# TEXTE FOURNI
##########
La nécessité d’une disposition transitoire

« Aujourd’hui, le projet de loi d’indemnisation des victimes de terrorisme les conforte dans ce sentiment d’abandon, voire, de mépris, en ce qu’il ne comporte aucune disposition qui permettrait aux victimes des attentats du 22 mars 2016 qui n’ont jamais été informées de leurs droits, d’être indemnisées (…) Leur demande est simple et consiste à prévoir une disposition transitoire afin de permettre aux victimes qui n’ont pas pu saisir les compagnies d’assurance dans les délais impartis, de pouvoir le faire ».

Life4Brussels pointe également un disfonctionnement qui a alimenté  la non-reconnaissance de ces victimes et dont il convient de tenir compte pour corriger le tir : « Ces victimes invisibles n’ont pas fait l’objet d’une identification exhaustive par l’Etat belge, malgré les directives européennes qui l’y contraignent. L’identification de la plupart des victimes était pourtant aisée, s’agissant d’employés de l’aéroport, de voyageurs référencés sur des listes, et d’abonnés du métro. Elles n’ont de ce fait pas été prises en charge, ni été informées de leurs droits ».

Le besoin d’un fonds de garantie

Depuis 2017, Life4Brussels attire aussi l’attention de nos responsables politiques, comme celle de l’Union des assurances « Assuralia », sur les risques de survenance d’un nouvel attentat et de ses conséquences pour les victimes, en l'absence d’un fonds d’indemnisation. L’association avait illustré l’hypothèse en donnant l’exemple d’un attentat à la kalachnikov sur la Grand-Place de Bruxelles. De tels faits, s’ils venaient à se produire, ne seraient pas couverts par une assurance, mettant ainsi en évidence les manquements législatifs en la matière.

En outre, « dans le projet de texte actuel, même si une disposition porte le délai de prescription à 10 ans, celui-ci n’est pas suffisant. Des experts en traumatologie post-attentat déclarent que les victimes mettent parfois plusieurs années avant de se rendre compte, à raison, qu’elles ont subi des dommages importants, qu’ils soient physiques et/ou psychologiques ».
##########
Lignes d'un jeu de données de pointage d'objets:

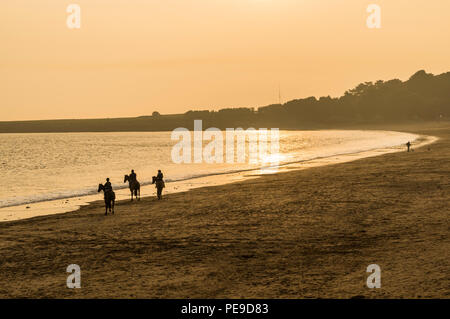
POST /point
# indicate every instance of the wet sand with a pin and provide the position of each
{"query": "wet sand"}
(296, 234)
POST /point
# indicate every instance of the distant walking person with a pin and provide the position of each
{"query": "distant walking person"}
(408, 145)
(158, 180)
(133, 184)
(109, 196)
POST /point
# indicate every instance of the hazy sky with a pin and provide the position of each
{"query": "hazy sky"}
(132, 57)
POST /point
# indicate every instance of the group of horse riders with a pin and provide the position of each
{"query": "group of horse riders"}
(135, 189)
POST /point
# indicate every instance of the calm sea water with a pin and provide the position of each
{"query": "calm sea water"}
(44, 167)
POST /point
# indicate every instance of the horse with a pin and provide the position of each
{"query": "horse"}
(159, 186)
(135, 187)
(110, 198)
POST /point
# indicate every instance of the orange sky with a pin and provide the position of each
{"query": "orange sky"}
(132, 57)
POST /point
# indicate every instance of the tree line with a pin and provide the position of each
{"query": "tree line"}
(423, 97)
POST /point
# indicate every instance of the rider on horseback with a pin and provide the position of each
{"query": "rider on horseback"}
(133, 177)
(108, 186)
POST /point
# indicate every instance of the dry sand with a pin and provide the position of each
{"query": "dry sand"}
(299, 234)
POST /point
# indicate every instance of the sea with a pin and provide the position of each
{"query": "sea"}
(49, 173)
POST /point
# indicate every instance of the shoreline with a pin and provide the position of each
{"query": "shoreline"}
(71, 204)
(307, 233)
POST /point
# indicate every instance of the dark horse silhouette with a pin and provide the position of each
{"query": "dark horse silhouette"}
(159, 186)
(135, 187)
(110, 198)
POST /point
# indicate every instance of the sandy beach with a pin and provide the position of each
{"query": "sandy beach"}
(295, 234)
##########
# TÂCHE COURTE A
Résumez le texte fourni en deux phrases.
# TÂCHE COURTE B
Sélectionnez chaque ligne de la liste qui contient le mot « water ».

# RÉPONSE COMPLÈTE A
Le texte plaide pour une disposition transitoire qui permettrait d'indemniser les victimes des attentats du 22 mars 2016 jamais informées de leurs droits. Life4Brussels reproche à l'État belge de ne pas avoir identifié ces victimes de manière exhaustive, signale l'absence d'un fonds d'indemnisation en cas de nouvel attentat et juge insuffisant le délai de prescription de 10 ans prévu par le projet de texte.

# RÉPONSE COMPLÈTE B
# indicate every instance of the calm sea water with a pin and provide the position of each
{"query": "calm sea water"}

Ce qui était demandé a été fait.